Required action:
Reproduce the portion of the Samasha Medical Foundation article below from "When the Partnership" to "in the partnership.", word for word.

Supplied passage:
◇ ◇ ◇ ◇

Samasha Medical Foundation

A Health System That Kept a Girl in School

Uganda

Beyond the Grant Cycle · Third Sector Builders

In Luwero District, about 70 kilometres north of Kampala, a 17-year-old girl became pregnant and quietly assumed her education was over. She did not tell her teachers. She did not visit a health facility. She simply stopped going to school.

It was a community health worker trained by Samasha Medical Foundation who found her. Through a routine household visit, the health worker identified the girl, connected her to antenatal care, and worked with her family and school to ensure she could return to classes after delivery. Today, she is in Senior 4, continuing her education.

Filling the Gaps in Eastern Uganda

Samasha Medical Foundation was established in 2017 to address the chronic gaps in sexual and reproductive health services in Eastern Uganda. The region has some of the highest rates of teenage pregnancy, maternal mortality, and unmet need for family planning in the country, yet it remains underserved by both government health systems and international NGOs.

Samasha's model is built on community health workers, locally recruited individuals who are trained to provide basic health education, referrals, and follow-up care within their own communities. These workers are not medical professionals. They are neighbours, parents, and community members who understand the social dynamics that shape health-seeking behaviour in their areas.

"The health system doesn't reach everyone. But our community health workers do. They know every household, every family, every girl who has stopped going to school."

A System Built on Trust

What makes Samasha's approach effective is not just the technical training its health workers receive, but the trust they hold within their communities. In areas where formal health services are associated with cost, distance, and stigma, community health workers offer an alternative entry point, one that is free, local, and familiar.

Samasha has trained over 150 community health workers across Luwero, Nakaseke, and Kayunga districts. These workers conduct household visits, facilitate community dialogues on SRHR, and provide referrals to health facilities for services including family planning, antenatal care, and post-rape care. They also play a critical role in identifying and supporting adolescents who have dropped out of school due to pregnancy or early marriage.

The Impact of Sustained Support

Samasha's growth was supported by a multi-year partnership with an international reproductive health organisation that provided funding, training, and mentorship. That partnership allowed Samasha to develop its community health worker curriculum, establish referral pathways with district health facilities, and build a monitoring system to track outcomes.

The results were significant. In the districts where Samasha operates, the number of adolescents accessing antenatal care increased, school re-entry rates for pregnant girls improved, and community awareness of SRHR rights grew measurably. Samasha became a trusted partner of district health teams and was increasingly invited to contribute to local health planning processes.

When the Partnership Ended

In 2025, the international partner that had supported Samasha's work restructured its global operations and withdrew from Uganda. The transition was not planned in advance. There was no formal exit strategy, no bridge funding, and no structured process for transferring the technical support that had been embedded in the partnership.

Samasha's leadership was left to manage the transition alone. Community health workers who had been receiving small stipends were told there was no budget to continue payments. Training programmes were paused. The monitoring system, which had been maintained with support from the international partner, became difficult to sustain.

The organisation has not closed. Its founder continues to lead the work, and many community health workers continue to operate on a voluntary basis. But the infrastructure that was built, the training systems, the referral pathways, the data collection, is at risk of eroding without sustained support.

What This Story Tells Us

Samasha's story is a reminder that the most effective health systems in underserved areas are often the ones that are least visible to international funders. They are built on relationships, not technology. They are sustained by trust, not contracts. And they are led by people who will continue to show up, even when the funding stops, because the communities they serve are their own.

But showing up is not enough. Organisations like Samasha need the kind of sustained, flexible support that helps them build the internal systems, governance, and fundraising capacity to survive and grow on their own terms. That is the work Third Sector Builders was created to do.

◇ ◇ ◇ ◇

Data:
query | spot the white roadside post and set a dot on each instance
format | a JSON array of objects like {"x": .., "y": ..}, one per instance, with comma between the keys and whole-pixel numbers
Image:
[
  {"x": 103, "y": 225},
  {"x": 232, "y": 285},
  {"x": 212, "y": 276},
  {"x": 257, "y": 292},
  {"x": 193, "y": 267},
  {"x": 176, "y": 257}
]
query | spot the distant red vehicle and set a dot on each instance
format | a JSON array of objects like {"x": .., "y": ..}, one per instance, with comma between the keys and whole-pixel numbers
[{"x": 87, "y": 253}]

◇ ◇ ◇ ◇

Task output:
When the Partnership Ended

In 2025, the international partner that had supported Samasha's work restructured its global operations and withdrew from Uganda. The transition was not planned in advance. There was no formal exit strategy, no bridge funding, and no structured process for transferring the technical support that had been embedded in the partnership.